§ **Einträge der Sammlung**:
━━━━━━━━━━━━━━━━━━━━
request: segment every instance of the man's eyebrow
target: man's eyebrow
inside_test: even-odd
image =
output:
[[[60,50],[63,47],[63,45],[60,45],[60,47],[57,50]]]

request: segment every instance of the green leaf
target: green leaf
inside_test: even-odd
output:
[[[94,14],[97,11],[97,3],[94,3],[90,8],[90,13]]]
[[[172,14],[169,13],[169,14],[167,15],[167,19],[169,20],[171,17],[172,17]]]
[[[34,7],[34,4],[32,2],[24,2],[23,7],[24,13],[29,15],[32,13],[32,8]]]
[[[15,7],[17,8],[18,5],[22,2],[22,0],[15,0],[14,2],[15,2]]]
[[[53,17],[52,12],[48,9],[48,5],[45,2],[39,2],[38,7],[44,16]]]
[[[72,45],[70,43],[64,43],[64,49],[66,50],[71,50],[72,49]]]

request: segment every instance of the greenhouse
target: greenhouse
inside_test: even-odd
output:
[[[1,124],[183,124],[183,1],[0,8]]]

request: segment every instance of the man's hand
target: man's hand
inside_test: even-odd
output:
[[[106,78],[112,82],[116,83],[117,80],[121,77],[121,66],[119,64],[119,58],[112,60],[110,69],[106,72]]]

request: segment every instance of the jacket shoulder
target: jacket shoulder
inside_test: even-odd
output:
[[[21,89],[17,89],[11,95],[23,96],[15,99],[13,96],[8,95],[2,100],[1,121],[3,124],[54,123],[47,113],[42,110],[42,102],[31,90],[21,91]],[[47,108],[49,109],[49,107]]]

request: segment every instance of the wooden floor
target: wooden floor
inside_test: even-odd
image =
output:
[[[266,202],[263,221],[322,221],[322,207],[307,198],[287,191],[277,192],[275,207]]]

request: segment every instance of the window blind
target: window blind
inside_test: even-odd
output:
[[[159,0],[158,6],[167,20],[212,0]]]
━━━━━━━━━━━━━━━━━━━━
§ **IHRE AUFGABE**: Bearbeiten Sie sämtliche Einträge oben: Ersetzen Sie überall „even-odd“ durch „nonzero“ und geben Sie alles Übrige unverändert wieder.

§ **RICHTIGE ANTWORT**:
request: segment every instance of the man's eyebrow
target: man's eyebrow
inside_test: nonzero
image =
output:
[[[60,50],[63,47],[63,45],[60,45],[60,47],[57,50]]]

request: segment every instance of the green leaf
target: green leaf
inside_test: nonzero
output:
[[[94,14],[97,11],[97,3],[94,3],[90,8],[90,13]]]
[[[172,14],[169,13],[169,14],[167,15],[167,19],[169,20],[171,17],[172,17]]]
[[[34,7],[34,4],[32,2],[24,2],[23,7],[24,13],[29,15],[32,13],[32,8]]]
[[[15,7],[17,8],[18,5],[22,2],[22,0],[15,0],[14,2],[15,2]]]
[[[53,17],[52,12],[48,9],[48,5],[45,2],[39,2],[38,7],[44,16]]]
[[[72,45],[70,43],[64,43],[64,49],[66,50],[71,50],[72,49]]]

request: segment every instance of the greenhouse
target: greenhouse
inside_test: nonzero
output:
[[[1,124],[183,124],[183,1],[0,8]]]

request: segment every instance of the man's hand
target: man's hand
inside_test: nonzero
output:
[[[106,78],[112,82],[116,83],[117,80],[121,77],[121,66],[119,64],[119,58],[112,60],[110,69],[106,72]]]

request: segment every instance of the jacket shoulder
target: jacket shoulder
inside_test: nonzero
output:
[[[21,89],[17,89],[11,95],[23,96],[15,99],[13,96],[8,95],[2,100],[1,121],[3,124],[54,123],[47,113],[42,110],[42,102],[31,90],[21,91]],[[47,108],[49,109],[49,107]]]

request: segment every instance of the wooden floor
target: wooden floor
inside_test: nonzero
image =
output:
[[[266,202],[263,221],[322,221],[322,207],[307,198],[287,191],[277,192],[275,207]]]

request: segment every instance of the window blind
target: window blind
inside_test: nonzero
output:
[[[159,0],[158,6],[167,20],[212,0]]]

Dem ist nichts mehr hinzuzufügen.